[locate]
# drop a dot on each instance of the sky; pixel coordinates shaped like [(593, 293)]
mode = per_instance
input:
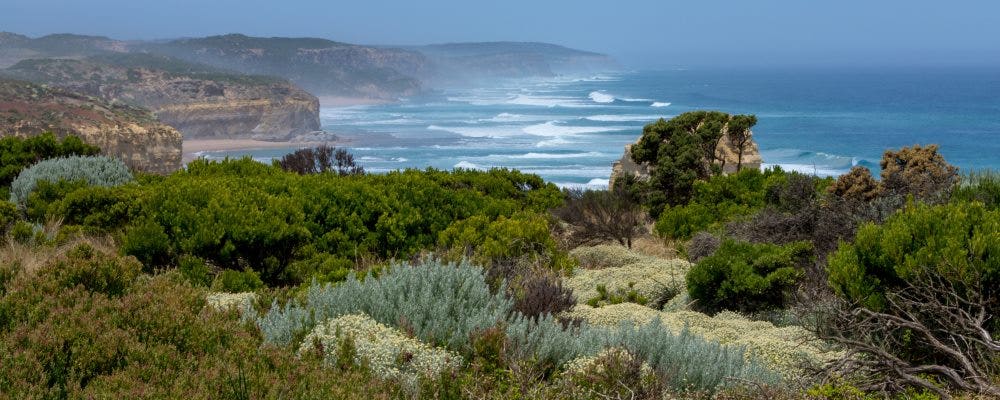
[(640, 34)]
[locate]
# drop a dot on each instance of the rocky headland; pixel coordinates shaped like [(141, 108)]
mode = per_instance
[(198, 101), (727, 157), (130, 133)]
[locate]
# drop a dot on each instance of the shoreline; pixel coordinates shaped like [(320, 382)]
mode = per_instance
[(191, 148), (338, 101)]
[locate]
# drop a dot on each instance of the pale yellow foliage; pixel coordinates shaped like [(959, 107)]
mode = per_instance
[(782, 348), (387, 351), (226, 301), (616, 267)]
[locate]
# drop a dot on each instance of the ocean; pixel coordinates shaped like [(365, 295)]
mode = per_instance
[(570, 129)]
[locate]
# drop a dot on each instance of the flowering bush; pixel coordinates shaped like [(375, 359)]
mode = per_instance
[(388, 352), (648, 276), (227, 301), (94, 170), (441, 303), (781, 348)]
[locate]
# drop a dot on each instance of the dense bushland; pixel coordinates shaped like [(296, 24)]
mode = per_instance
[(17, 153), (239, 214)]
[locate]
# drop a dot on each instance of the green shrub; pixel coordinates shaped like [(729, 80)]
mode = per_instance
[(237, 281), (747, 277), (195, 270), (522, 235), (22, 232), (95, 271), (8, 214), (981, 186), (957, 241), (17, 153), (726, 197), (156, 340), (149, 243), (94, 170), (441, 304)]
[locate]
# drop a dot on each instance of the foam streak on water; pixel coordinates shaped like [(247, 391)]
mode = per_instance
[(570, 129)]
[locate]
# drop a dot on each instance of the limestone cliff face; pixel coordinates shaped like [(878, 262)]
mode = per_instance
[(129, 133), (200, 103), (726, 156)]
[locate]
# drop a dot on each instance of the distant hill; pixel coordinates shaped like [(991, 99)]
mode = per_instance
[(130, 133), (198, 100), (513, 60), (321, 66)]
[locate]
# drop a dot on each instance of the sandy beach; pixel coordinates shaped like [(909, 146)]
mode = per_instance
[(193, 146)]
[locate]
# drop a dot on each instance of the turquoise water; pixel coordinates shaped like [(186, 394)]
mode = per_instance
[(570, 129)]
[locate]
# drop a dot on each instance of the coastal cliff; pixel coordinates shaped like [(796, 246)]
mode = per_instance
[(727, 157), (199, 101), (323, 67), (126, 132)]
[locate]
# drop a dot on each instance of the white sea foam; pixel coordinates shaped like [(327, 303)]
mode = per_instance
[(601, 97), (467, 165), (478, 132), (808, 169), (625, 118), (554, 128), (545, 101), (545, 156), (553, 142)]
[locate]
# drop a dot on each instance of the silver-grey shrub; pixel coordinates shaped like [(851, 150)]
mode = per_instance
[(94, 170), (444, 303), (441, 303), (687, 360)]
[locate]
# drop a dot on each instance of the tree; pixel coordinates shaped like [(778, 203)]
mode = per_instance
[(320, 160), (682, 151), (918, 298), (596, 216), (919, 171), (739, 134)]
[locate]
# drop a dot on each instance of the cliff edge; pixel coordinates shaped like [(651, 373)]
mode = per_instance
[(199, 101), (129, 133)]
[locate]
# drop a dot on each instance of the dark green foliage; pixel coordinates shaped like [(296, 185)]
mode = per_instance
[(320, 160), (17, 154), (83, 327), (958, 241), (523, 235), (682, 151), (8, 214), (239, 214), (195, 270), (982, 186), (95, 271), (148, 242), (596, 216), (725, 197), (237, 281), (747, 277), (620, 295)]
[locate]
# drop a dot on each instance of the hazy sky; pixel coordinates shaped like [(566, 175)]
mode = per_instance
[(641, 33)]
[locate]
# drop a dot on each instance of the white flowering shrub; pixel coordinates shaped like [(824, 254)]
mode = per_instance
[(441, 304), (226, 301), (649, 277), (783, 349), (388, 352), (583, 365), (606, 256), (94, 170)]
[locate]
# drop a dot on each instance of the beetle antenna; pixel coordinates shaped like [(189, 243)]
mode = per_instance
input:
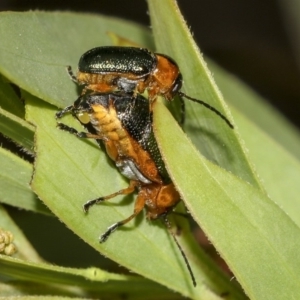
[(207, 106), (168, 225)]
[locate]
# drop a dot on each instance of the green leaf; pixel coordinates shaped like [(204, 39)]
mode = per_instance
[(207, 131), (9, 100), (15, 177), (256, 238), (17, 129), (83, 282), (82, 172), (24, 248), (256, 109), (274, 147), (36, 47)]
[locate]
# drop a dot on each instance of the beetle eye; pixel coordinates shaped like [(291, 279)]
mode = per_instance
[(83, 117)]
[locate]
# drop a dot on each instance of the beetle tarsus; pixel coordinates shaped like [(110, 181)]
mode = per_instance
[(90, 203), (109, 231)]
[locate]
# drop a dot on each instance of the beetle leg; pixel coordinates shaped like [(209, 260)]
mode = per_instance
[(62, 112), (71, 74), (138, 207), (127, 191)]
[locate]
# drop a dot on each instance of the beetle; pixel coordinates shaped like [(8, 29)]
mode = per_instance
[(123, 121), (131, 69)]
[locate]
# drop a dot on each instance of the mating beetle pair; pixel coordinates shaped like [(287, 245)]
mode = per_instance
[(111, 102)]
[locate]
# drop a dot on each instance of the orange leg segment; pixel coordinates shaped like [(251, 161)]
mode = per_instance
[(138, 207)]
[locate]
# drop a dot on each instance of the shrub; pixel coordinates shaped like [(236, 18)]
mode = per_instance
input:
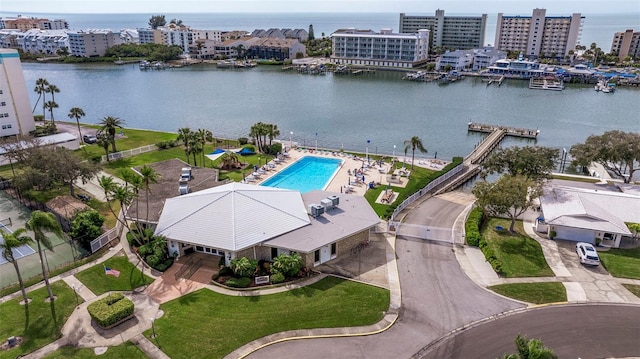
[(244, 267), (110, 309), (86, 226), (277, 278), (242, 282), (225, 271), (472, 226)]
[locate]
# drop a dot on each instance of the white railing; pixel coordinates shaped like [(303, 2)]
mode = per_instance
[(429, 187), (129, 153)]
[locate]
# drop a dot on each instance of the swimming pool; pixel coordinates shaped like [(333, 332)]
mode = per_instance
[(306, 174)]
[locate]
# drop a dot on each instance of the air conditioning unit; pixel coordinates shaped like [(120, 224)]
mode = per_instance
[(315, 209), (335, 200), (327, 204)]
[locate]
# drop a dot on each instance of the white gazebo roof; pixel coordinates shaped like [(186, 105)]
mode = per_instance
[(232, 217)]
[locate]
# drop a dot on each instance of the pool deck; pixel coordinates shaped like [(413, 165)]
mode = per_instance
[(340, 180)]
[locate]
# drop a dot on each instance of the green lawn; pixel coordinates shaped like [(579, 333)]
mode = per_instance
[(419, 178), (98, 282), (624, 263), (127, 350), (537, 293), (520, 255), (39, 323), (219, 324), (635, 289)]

+ + + + +

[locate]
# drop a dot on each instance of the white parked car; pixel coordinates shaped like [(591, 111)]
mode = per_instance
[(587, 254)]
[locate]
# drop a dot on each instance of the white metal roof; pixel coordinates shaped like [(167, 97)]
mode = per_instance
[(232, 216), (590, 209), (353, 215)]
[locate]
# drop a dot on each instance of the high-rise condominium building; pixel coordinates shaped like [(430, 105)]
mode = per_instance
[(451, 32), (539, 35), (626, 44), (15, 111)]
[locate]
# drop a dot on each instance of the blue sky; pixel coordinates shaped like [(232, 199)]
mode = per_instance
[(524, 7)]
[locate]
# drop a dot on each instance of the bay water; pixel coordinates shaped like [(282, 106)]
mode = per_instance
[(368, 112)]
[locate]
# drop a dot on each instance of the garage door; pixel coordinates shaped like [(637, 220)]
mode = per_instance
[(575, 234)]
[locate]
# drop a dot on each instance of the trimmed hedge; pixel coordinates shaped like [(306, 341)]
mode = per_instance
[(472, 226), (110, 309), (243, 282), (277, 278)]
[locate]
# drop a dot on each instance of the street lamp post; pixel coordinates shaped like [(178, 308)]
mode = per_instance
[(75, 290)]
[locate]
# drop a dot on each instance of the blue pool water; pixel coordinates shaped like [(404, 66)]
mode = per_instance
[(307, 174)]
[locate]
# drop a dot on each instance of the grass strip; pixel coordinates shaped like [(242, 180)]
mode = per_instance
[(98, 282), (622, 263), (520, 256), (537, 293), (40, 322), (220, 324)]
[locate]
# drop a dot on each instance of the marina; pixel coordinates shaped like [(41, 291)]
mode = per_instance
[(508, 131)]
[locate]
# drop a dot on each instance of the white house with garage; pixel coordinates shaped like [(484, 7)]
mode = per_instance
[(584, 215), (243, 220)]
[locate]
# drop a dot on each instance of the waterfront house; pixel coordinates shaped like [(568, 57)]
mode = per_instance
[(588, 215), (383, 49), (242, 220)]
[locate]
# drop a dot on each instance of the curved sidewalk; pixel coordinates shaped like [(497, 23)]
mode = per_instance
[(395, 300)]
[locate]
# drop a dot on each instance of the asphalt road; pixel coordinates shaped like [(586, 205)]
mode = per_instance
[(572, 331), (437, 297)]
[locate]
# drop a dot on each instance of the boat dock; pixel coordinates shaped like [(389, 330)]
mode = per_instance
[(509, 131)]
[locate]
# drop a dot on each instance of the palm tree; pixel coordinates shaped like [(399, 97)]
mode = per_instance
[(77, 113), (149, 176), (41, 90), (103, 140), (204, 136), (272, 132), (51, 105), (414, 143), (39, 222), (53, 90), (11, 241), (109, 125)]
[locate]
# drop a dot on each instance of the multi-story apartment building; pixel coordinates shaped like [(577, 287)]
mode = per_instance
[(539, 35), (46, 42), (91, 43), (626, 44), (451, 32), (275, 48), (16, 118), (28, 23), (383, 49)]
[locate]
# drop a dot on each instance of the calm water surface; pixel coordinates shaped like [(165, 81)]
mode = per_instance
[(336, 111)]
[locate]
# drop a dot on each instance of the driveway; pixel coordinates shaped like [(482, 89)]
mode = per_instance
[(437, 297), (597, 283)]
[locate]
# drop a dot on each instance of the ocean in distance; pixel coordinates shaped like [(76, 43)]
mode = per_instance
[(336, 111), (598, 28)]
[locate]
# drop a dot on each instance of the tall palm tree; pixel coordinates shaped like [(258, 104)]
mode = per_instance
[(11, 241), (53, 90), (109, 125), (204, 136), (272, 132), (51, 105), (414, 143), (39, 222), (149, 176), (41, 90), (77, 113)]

+ + + + +

Stated exercise: Please report how many lines in the data above contain the string "green", with case counting, and reply with only that number.

Expected answer: 4